SOURCE EXTRACT ▸
[Start of section]

Sir Edward Hungerford (d. 1711) obtained permission to hold a market on the site for three days a week. Hungerford Inn, or seemingly the burned-out remains of it, was subdivided into shops and with a covered piazza, formed the market. The market never prospered and Hungerford sold the site in parcels to the politician Sir Stephen Fox between 1681 and 1684, and Sir Christopher Wren bought a quarter of the property, and a quarter of the rents. In 1685 Fox and Wren obtained a license to sell grain, but achieved little increase in trade. A market house was built in the centre of the site, possibly designed by Wren himself. Hungerford squandered his money, dying a poor Knight of Windsor in 1711. In 1718 the market was sold to the royal gardener Henry Wise and remained in his family until 1830, when it was bought by the newly formed Hungerford Market Company.

==New market==

By the beginning of the 19th century, the old market had become dilapidated. The Hungerford Market Company Act 1830 (11 Geo. 4 & 1 Will. 4. c. lxx) was obtained to incorporate a company to re-establish the market. The company acquired the site of the old market, together with the adjoining houses in Hungerford street, and a few in the Strand. All the existing buildings were demolished, and a new structure was built in 1831-3 to an Italianate design by Charles Fowler, the architect of Covent Garden Market. The building contract was the first undertaken by the partnership of Grissell and Peto, who later went on to build Nelson's Column, the Reform Club, and the Lyceum Theatre, The buildings were mostly of granite.

[End of section]

INSTRUCTIONS FOR THE TASK ▸ List the structures that the Hungerford Market passage says the partnership of Grissell and Peto later went on to build.

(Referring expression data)

[Start of section]

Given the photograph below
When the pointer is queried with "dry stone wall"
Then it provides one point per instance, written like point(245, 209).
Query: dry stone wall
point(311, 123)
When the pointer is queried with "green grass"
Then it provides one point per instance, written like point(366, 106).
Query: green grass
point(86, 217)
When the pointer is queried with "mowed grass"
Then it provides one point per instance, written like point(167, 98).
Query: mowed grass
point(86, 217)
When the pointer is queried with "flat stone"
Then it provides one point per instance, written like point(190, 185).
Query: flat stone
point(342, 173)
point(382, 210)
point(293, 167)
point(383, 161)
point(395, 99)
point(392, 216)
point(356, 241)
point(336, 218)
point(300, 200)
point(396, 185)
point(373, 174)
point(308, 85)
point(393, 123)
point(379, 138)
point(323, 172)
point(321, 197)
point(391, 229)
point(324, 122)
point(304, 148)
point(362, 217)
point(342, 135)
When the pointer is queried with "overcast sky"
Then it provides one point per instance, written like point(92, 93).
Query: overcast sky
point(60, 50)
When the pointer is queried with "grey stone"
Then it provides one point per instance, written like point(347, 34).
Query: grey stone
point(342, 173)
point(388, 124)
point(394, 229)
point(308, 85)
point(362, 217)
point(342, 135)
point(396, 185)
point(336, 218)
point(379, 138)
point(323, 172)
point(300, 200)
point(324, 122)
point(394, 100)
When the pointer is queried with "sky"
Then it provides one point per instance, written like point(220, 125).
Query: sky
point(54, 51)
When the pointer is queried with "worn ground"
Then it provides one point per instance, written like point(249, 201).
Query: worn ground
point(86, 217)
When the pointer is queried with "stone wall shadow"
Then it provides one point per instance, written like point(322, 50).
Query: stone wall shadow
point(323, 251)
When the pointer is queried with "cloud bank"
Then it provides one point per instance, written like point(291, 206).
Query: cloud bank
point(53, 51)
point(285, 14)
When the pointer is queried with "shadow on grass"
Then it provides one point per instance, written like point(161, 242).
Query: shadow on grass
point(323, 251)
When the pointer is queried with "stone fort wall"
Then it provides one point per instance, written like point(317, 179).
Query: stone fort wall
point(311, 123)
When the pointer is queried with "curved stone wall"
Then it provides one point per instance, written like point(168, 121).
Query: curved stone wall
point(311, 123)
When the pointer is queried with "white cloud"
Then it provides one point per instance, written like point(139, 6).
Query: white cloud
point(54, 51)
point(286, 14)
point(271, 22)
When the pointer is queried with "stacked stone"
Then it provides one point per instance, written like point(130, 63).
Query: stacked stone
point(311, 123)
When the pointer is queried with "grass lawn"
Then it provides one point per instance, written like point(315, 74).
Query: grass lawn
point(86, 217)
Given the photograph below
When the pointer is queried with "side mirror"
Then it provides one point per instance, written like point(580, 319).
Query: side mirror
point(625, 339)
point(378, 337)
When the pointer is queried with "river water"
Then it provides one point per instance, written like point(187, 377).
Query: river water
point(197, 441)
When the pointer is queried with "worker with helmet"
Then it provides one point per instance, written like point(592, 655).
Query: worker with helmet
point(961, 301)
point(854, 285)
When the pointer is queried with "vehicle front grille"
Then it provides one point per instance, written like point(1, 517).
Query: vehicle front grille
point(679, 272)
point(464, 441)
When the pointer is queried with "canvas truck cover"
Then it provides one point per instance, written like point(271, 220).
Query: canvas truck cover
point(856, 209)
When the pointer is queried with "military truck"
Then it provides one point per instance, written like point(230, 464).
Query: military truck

[End of section]

RESPONSE TO THE EXERCISE ▸
Nelson's Column
the Reform Club
the Lyceum Theatre